[Excerpted text]:
···

Book Review – Strength to Love by Martin Luther King, Jr.
by Mark Votava
This book is a collection of themes that Martin Luther King, Jr. taught throughout his life. For Martin Luther King, Jr. everything comes down to the courage to love. This nonviolent, civil rights activist points us to the interrelatedness of all of life in which hatred and fear do not create our reality for us. We move out of the status quo, prevailing opinions of our day and into a new imagination for humanity.
- The fear of change
“The softminded man always fears change. He feels security in the status quo, and he has an almost morbid fear of the new. For him, the greatest pain is the pain of a new idea… The softminded person always wants to freeze the moment and hold life in the gripping yoke of sameness.”
- Standing out from the prevailing opinion
“Many people fear nothing more terribly than to take a position which stands out sharply and clearly from the prevailing opinion…”
- Where we stand in times of challenge and controversy
“The ultimate measure of a man is not where he stands in moments of comfort and convenience, but where he stands at times of challenge and controversy…”

···

[Excerpted records]:
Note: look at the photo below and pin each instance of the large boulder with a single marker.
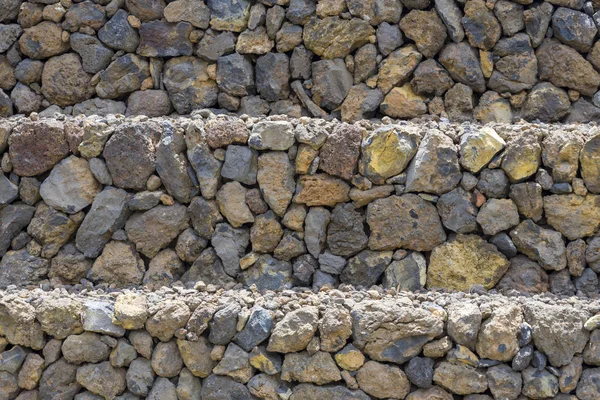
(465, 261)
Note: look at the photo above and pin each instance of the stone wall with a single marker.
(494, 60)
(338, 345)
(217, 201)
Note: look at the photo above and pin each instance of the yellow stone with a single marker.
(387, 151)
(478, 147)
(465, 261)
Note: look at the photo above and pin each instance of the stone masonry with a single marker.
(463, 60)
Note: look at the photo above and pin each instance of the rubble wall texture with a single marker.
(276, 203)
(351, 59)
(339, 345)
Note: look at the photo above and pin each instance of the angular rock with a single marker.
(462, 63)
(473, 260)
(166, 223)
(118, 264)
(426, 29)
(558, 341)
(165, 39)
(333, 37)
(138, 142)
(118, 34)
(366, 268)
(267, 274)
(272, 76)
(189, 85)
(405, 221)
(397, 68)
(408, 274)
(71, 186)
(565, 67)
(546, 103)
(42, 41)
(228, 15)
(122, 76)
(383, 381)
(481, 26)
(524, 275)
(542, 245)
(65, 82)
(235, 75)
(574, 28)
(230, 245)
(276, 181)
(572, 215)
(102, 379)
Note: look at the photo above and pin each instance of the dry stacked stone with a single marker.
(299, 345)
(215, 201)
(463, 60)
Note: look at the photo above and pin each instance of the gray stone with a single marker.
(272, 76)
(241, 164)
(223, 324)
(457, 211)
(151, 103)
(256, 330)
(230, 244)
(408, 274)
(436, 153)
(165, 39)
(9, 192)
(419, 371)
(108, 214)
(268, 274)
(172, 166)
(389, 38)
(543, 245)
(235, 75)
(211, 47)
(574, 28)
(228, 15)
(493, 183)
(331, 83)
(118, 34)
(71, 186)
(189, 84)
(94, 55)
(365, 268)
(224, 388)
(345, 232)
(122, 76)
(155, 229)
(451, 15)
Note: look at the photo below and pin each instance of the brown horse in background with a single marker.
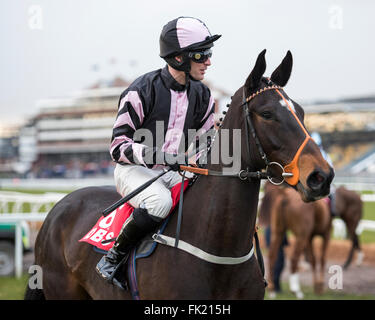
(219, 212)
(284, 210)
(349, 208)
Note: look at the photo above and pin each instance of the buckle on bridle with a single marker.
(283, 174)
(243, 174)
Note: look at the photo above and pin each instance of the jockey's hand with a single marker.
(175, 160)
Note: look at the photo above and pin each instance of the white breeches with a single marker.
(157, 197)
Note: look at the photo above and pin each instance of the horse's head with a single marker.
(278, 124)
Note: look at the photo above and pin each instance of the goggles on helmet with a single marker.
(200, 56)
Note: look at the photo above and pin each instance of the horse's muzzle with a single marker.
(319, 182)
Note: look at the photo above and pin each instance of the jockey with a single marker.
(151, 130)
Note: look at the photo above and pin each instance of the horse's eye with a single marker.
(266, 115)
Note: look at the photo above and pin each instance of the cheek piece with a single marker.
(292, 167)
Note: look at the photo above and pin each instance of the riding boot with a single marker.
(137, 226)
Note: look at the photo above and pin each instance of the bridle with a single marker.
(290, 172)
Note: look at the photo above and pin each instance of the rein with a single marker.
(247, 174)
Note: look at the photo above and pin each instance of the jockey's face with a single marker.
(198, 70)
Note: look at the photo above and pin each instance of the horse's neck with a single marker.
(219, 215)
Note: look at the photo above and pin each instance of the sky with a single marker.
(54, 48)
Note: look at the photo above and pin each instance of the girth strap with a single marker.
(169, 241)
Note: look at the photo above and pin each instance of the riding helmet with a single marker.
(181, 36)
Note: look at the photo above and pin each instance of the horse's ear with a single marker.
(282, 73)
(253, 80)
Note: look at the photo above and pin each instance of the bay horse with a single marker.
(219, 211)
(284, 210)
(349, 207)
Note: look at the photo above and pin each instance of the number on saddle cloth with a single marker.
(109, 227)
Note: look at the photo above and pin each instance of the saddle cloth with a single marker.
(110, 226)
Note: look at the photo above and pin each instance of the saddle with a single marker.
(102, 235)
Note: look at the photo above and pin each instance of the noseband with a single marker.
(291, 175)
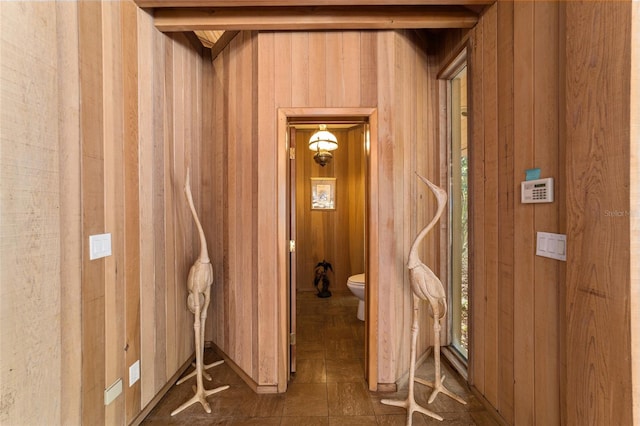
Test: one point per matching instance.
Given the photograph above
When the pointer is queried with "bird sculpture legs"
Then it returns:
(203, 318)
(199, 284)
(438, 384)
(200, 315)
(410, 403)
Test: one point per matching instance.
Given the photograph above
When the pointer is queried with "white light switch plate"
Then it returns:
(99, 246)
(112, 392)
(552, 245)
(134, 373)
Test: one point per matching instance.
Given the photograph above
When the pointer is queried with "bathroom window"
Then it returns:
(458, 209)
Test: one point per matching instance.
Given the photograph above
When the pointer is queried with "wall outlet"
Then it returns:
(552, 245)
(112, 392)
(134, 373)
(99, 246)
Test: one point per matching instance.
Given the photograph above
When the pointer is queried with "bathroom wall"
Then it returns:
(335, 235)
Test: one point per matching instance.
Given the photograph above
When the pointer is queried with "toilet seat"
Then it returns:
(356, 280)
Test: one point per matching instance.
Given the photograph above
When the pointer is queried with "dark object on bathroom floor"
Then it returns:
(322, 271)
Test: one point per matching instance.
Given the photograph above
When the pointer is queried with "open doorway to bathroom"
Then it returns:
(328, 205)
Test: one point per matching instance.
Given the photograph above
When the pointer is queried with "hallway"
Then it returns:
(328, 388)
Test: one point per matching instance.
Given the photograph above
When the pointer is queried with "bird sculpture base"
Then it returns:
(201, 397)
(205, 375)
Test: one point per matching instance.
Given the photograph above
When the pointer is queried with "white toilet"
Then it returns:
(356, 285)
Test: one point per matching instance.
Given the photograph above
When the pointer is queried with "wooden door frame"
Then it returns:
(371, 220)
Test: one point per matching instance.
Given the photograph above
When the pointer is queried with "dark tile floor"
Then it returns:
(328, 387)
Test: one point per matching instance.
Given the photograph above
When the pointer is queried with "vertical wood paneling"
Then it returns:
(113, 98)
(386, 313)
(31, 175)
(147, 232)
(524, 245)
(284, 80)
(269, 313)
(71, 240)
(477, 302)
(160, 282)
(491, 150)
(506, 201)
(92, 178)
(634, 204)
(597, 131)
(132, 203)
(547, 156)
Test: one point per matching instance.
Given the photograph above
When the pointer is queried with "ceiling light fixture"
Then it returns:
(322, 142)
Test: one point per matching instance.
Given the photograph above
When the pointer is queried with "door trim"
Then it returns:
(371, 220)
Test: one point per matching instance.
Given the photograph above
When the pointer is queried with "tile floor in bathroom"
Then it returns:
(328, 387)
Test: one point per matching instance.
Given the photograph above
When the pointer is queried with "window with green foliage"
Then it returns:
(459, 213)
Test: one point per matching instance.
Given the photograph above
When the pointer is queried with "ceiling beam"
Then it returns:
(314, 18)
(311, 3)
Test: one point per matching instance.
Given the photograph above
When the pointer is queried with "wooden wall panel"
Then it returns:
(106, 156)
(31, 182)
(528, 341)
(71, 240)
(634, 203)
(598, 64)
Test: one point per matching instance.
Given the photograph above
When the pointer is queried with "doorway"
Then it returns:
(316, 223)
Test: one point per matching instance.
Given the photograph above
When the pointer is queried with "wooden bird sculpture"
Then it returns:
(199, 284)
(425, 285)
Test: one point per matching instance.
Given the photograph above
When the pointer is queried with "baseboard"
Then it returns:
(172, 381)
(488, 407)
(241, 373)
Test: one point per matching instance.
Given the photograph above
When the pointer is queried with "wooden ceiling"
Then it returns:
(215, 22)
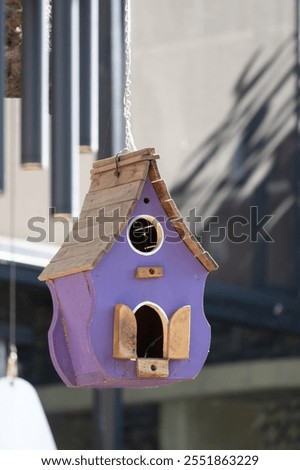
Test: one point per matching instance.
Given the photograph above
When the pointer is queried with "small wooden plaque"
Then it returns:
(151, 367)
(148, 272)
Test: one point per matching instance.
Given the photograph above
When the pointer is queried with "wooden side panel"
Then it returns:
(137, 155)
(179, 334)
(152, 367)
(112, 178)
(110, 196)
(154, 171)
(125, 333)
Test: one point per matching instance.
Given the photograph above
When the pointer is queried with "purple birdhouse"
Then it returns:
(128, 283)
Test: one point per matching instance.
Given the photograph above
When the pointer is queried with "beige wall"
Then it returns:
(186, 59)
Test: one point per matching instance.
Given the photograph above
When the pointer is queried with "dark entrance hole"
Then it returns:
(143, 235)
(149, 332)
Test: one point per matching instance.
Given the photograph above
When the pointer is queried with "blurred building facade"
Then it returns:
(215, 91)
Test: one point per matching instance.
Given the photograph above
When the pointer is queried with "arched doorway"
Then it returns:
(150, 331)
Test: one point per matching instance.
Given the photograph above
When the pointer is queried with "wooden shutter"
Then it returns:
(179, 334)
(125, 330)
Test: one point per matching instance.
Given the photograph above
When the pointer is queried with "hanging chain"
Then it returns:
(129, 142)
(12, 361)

···

[Check your understanding]:
1 > In the Strength to Love review, what does everything come down to for Martin Luther King, Jr.?
2 > Continue the Strength to Love review from its last line.

[Task results]:
1 > The courage to love.

2 >
- Hate destroys us
“Hate is just as injurious to the person who hates. Like an unchecked cancer, hate corrodes the personality and eats away its vital unity. Hate destroys a man’s sense of values and his objectivity. It causes him to describe the beautiful as ugly and the ugly as beautiful, and to confuse the true with the false and the false with the true.”
- All of life is interrelated
“In a real sense, all of life is interrelated. All men are caught in an inescapable network of mutuality, tied in a single garment of destiny. Whatever affects one directly affects all indirectly. I can never be what I ought to be until you are what you ought to be, and you can never be what you ought to be until I am what I ought to be. This is the interrelated structure of reality.”
- A courageous way of life
“Courage and cowardice are antithetical. Courage is an inner resolution to go forward in spite of obstacles and frightening situations; cowardice is a submissive surrender to circumstance. Courage breeds creative self-affirmation; cowardice produces destructive self-abnegation. Courage faces fear and thereby masters it; cowardice represses fear and is thereby mastered by it. Courageous men never lose the zest for living even though their life situation is zestless; cowardly men, overwhelmed by the uncertainties of life, lose the will to live…”
- Curing the disease of fear through love
“Hatred and bitterness can never cure the disease of fear; only love can do that. Hatred paralyzes life; love releases it. Hatred confuses life; love harmonizes it. Hatred darkens life; love illuminates it.”
How has the life and works of Martin Luther King, Jr. inspired you?